[Given problem] In the column on irony below, list every phrase set in double quotation marks, not counting the long passage quoted from Christy Wampole or anything inside it.

[Supplied text]
Born Gold: Lest Sincerity Eat Itself

Nov 26, 2012 by     3 Comments    Posted under: Columns, Features  

In this column, “Lest Sincerity Eat Itself”, Cecil Frena of the prolific Born Gold tells us his take on irony, and how it affects his relationship with music. After reading through, be sure to take a listen to the latest from Born Gold, Little Sleepwalker, released last month on Audraglint.

Perhaps I overstated the case.

I self-describe as an opponent of irony: my publicly declaimed new year’s resolution, two years running, has been “DESTROY ALL IRONY IN THE UNIVERSE”. Don’t let the caps lock and scare quotes confuse you—that’s no Twitter pisstake, just the volume dial of my intention.

So it was weird that I reacted a bit defensively to a well-written thinkpiece by a Princeton French professor articulating more or less the same thought I’ve been struggling to eject into the universe for ages. In one beautiful passage, Christy Wampole lays it out better than I ever could:

“[The ironic frame] pre-emptively acknowledges its own failure to accomplish anything meaningful. No attack can be set against it, as it has already conquered itself. The ironic frame functions as a shield against criticism. The same goes for ironic living. Irony is the most self-defensive mode, as it allows a person to dodge responsibility for his or her choices, aesthetic and otherwise. To live ironically is to hide in public. It is flagrantly indirect, a form of subterfuge, which means etymologically to “secretly flee” (subter + fuge). Somehow, directness has become unbearable to us.”

There is a generational thing happening in the article that is pretty easy to dismiss outright. Wampole is candid about her age (~35), romanticizes 90s Gen X slacker culture, and surprise—rejects the youth culture of today, which she says is by comparison “too comfortable, too brainlessly compliant” (this comes immediately after somehow managing to describe “eating anti-depressants like candy” as an act of 90′s social unrest). She makes familiarly problematic generalities about the sad rhetorical trope of the apolitical “hipster” (I see you Adbusters), the fictive specter of which she often gets dangerously close to conflating with young, creative class kids or at other times, whatever type of vaguely liberal, privileged living Portlandia is supposed to be about.

But I don’t care about any of that—that’s all really boring and those subjects are well-established in history’s pressure-cooker to lead us directly down the narrow alley of nowhere. What is more useful I think, is the way Wampole’s invested and passionate analysis’ tendency to occasionally erase boundaries and over-simplify gives insight into what we might give up if we actually let go of irony—but only, of course, we accept a correspondingly polarized idea of what irony is.

Irony is too often confused for sarcasm. While it’s true that sarcasm is often a particularly effective tool in the artillery of the ironic frame, it should not be mistaken for the purpose to which it is set. Most definitions of sarcasm reference irony, and it’s easy to see why: in it’s most basic form, sarcasm is saying something you don’t really mean. Isn’t that the same thing as irony? Not exactly.

Sarcasm is just as capable of working in service of sincere expression. Sarcasm can say something very directly by articulating its opposite or surplus and laying bare the speaker’s emotional orientation towards that thing. It’s easy to imagine how you can make yourself vulnerable in conversation by saying something sarcastic. Sarcasm is a means of communicating indirectly, but so is the most earnest poetry. So much indirect communication is visceral and intense, and its indirectness or referentiality does not preclude its honesty. Neither sarcasm nor indirectness is the same thing as the ironic frame and both must be saved from the joyous bonfire we are preparing.

[Data shown]
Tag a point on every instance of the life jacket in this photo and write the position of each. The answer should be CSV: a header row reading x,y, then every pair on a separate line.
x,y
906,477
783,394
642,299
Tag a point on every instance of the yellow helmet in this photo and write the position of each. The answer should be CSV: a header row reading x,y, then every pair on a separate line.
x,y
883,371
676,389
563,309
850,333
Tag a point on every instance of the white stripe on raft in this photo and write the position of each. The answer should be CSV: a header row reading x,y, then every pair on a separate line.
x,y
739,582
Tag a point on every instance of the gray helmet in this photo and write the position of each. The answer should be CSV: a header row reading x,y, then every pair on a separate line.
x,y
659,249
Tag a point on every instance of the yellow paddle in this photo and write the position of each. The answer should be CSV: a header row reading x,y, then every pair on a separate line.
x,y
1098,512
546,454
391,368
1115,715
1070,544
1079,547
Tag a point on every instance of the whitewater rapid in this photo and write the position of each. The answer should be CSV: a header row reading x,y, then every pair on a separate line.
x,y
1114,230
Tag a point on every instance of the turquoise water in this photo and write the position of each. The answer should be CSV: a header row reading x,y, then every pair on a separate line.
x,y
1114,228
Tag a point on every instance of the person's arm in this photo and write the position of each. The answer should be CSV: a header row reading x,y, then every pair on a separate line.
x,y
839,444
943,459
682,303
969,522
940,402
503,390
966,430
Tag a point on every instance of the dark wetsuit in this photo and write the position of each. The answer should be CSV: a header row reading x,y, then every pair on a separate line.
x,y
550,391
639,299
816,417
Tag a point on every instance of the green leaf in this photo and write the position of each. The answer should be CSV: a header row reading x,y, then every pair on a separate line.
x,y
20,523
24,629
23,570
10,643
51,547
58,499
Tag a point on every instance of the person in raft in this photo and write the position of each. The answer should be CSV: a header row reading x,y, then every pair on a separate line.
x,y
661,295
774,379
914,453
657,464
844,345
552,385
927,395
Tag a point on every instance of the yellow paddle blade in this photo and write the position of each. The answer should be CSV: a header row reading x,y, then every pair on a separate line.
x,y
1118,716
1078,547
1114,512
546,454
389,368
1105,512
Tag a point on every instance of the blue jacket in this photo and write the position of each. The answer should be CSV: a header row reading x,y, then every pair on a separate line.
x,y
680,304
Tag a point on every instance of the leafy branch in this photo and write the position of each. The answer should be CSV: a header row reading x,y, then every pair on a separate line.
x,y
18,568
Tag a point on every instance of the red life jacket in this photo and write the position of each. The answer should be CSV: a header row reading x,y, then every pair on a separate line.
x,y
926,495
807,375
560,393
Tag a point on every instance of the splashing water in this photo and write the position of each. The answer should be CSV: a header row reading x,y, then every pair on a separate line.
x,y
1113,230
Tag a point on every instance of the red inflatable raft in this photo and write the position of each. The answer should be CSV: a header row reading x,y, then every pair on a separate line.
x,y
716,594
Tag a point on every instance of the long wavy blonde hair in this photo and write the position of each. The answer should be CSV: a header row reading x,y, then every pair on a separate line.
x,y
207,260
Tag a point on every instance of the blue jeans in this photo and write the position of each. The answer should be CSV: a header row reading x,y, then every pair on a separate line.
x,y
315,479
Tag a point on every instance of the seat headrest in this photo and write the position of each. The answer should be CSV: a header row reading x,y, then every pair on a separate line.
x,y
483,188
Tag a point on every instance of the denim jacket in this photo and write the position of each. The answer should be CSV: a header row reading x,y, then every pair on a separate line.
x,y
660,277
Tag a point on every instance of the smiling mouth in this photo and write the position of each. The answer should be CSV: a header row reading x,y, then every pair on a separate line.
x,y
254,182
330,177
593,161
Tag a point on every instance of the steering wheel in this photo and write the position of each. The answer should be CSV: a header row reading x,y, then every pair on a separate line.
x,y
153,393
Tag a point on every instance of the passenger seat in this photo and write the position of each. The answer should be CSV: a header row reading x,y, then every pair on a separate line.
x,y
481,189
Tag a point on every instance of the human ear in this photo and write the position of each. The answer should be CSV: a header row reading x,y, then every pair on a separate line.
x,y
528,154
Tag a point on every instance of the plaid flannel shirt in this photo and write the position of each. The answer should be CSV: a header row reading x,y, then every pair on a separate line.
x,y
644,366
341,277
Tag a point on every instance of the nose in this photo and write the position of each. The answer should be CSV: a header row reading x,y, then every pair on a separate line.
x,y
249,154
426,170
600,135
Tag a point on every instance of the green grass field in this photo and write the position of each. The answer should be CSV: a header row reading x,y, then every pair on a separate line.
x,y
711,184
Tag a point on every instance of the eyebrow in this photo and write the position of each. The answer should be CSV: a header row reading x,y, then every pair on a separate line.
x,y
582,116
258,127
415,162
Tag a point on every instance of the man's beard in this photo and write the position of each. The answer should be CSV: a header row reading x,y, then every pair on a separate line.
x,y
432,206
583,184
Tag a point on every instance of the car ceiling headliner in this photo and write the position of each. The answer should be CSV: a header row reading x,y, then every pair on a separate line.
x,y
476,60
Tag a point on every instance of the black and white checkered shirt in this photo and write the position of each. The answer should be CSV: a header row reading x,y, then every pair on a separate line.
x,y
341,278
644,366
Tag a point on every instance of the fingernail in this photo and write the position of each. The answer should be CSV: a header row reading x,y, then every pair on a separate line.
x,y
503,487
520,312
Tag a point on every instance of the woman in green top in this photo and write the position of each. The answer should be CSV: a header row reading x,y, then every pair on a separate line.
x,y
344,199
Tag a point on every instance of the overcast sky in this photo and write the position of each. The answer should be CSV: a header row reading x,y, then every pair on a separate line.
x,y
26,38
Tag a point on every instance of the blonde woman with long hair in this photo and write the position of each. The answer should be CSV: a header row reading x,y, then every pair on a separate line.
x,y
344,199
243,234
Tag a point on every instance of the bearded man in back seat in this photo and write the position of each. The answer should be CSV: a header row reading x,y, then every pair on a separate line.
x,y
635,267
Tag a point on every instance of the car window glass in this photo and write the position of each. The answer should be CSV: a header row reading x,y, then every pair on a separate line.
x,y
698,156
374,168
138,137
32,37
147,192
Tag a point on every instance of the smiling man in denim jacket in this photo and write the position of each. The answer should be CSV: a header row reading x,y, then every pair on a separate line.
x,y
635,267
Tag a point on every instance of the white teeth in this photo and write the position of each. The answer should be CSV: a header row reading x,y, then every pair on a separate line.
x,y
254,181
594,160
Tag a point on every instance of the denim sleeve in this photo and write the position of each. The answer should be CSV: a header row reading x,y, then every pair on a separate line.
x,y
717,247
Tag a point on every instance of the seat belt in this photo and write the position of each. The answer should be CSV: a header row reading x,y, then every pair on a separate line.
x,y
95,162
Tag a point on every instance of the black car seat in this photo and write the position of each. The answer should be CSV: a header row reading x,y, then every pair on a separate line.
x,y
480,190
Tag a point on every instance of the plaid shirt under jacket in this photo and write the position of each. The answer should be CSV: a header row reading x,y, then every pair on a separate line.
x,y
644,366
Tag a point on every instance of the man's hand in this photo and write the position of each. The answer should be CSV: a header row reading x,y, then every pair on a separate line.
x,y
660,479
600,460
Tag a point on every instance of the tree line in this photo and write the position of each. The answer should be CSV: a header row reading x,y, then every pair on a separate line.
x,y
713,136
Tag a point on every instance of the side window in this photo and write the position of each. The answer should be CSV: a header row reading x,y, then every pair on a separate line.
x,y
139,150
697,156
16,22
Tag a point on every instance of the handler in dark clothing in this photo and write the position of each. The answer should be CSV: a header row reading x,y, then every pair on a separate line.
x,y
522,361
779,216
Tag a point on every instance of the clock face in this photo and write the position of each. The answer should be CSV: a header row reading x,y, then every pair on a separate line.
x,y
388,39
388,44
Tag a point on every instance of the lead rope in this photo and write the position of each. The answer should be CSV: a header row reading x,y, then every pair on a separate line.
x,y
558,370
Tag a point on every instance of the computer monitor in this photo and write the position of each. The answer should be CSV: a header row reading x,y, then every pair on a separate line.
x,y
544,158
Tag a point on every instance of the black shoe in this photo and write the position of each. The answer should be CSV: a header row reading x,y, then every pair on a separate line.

[The answer]
- "Lest Sincerity Eat Itself"
- "DESTROY ALL IRONY IN THE UNIVERSE"
- "too comfortable, too brainlessly compliant"
- "eating anti-depressants like candy"
- "hipster"